*What you have to do*.
Retype every record exactly. Leave the pictures out.
* * *
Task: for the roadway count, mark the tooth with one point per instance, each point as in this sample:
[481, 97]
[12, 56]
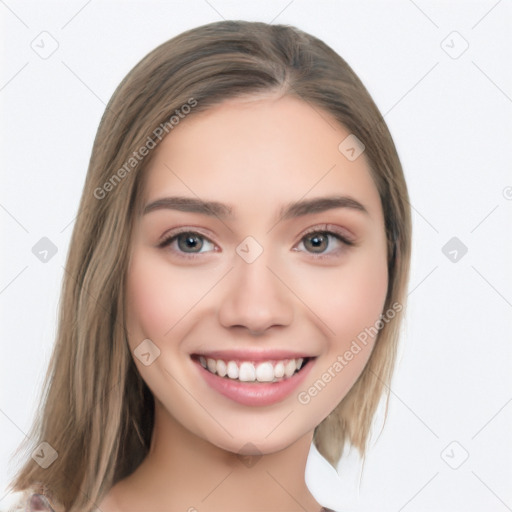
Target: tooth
[232, 370]
[265, 372]
[279, 370]
[247, 372]
[221, 368]
[289, 368]
[212, 364]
* * *
*Solution below*.
Task: for the roadway count, mark the tooth with one point per instance, each point as in this sample:
[481, 97]
[12, 56]
Target: tooth
[232, 370]
[265, 372]
[279, 370]
[247, 372]
[221, 368]
[289, 368]
[212, 364]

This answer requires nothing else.